WHAT YOU WILL DO:
**A.** Decide whether each statement below agrees with the running blog post, answering yes or no and quoting the words that settle it.
(i) The finishing time of the run was 2:32:05.
(ii) The writer celebrated the run with a Jamba Juice.
(iii) joyRuN's long run is a single route that goes far from home.
**B.** Using the running blog post, answer these questions:
(i) What total distance is listed in the final statistics?
(ii) Which plan is Xenia following for her first marathon?
(iii) Where does Betsy say the post should be put?

READING TEXT:
----------------------------------------

True to form, I ran the last mile like a man possessed, averaging a tad under my tempo pace of 6:40 min/mi. When I finished, I smiled knowing I had just run the best 20-miler in my last attempt at this distance before the marathon. I celebrated by grabbing a jumbo sized Jamba Juice, some lunch, and sitting down to write this gargantuan post!

Thanks for reading, and happy weekend running to all!

Final Statistics
Total Distance - 20.66 miles
Finishing Time – 2:32:05
Average Pace – 7:21 min/mile

15 comments:

Frayed Laces said...

What? I thought everyone is capable of impromptu 20 milers--I guess that means I'm super duper special

Girl on Top said...

Thanks for the advice! I have never ran that far, but that's in the works for early next year!

joyRuN said...

Thanks for the tips! I'll definitely keep in mind for the upcoming scariness of 18 & 20.

Definitely agree with #7 - my long run is a bunch of short routes around my house that I cobbled together - as long as I just get through each of those shorter routes, I don't get so terrified.

D10 said...

Great post as usual. Everything you wrote is really important to remember. I really like that you mentioned to map out a nutrition and hydration plan. I think this aspect sometimes gets the shaft and is a figure it out as you run type of thing.

runner26 said...

I wish I had this advice eight and a half years ago when I did my first 20 (turuned out to be 22...) But, even so, it provides some great reminders! Thanks for this!

Run For Life said...

Awesome advice and good job at getting the 20 done well. I'll try breaking it down into segments on my next one!

Julianne said...

Great advice on guide to 20 milers. I could have used this when I first started out!!

Andrew is getting fit said...

I've yet to run a 20 miler but I think most of this advice can be translated down to the shorter distances too.

When I run my first 20 miler I'll be sure to remember this post.

Inframarathoner said...

Your blog is simply a pleasure to read,
And your sage advice is what we need.
As I run in the a.m, or perhaps a little later,
I'll keep in mind the wisdom of The Running Laminator!

D said...

As a newcomer to this running thing that post was very informative. However, I don't think you give yourself enough credit, because I got a lot out of reading the previous one you were not so fond of. One of the things that is easy to forget sometimes is that there will be bad days and bad runs and knowing that someone as successful as yourself has those but still pushes through is both encouraging and inspiring. So thanks for both even though I'm not quite ready for a 20 miler, I'll know where to come when I am. :)

*aron* said...

that was such an awesome post :) you hit everything right on.

AMAZING job on the 20 miler! sounds like it was the perfect day for a perfect run!

Betsy said...

GREAT post. You need to put this in the tips section at Runners' Lounge.

M*J*C said...

GREAT POST!!!! I was glad that most of the things you covered were things that I did for my first 20 miler! I found breaking the run up into smaller segments to be hugely helpful!

The Laminator said...

Thanks everyone for all your awesome comments and in sharing the thrill of the 20-miler with me.

Xenia said...

Thanks so much for the post! It will most definitely be consulted and followed for my upcoming 18, 20 and possibly even 22 mile runs (still debating if I need to run the last one).

And I forgot to tell you that I took your advice and am following the Smart Coach plan for my first marathon. It's working really well so far. I just hope that the next couple of weeks have me settling in more and getting in some cross training to help prevent injury.

----------------------------------------

DATA FOR ANALYSIS:
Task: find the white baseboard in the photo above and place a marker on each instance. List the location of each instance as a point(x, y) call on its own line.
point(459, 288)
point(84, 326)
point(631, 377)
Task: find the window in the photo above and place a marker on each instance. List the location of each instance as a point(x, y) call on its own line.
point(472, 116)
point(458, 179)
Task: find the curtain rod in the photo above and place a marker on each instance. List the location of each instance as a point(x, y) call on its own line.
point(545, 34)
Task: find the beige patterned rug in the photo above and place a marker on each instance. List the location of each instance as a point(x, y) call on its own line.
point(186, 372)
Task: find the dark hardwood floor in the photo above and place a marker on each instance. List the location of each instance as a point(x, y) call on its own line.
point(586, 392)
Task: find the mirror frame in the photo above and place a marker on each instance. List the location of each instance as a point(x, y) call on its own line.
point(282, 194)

----------------------------------------

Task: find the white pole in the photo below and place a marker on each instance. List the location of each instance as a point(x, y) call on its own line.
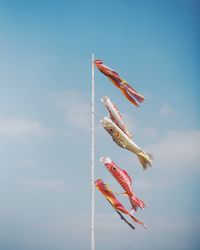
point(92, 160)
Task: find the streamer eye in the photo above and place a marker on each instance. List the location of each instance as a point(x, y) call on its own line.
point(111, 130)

----------------------------------------

COMPLETED EXERCISE:
**A.**
(i) Yes: "Finishing Time – 2:32:05"
(ii) Yes: "I celebrated by grabbing a jumbo sized Jamba Juice"
(iii) No: "my long run is a bunch of short routes around my house that I cobbled together"

**B.**
(i) 20.66 miles
(ii) The Smart Coach plan
(iii) In the tips section at Runners' Lounge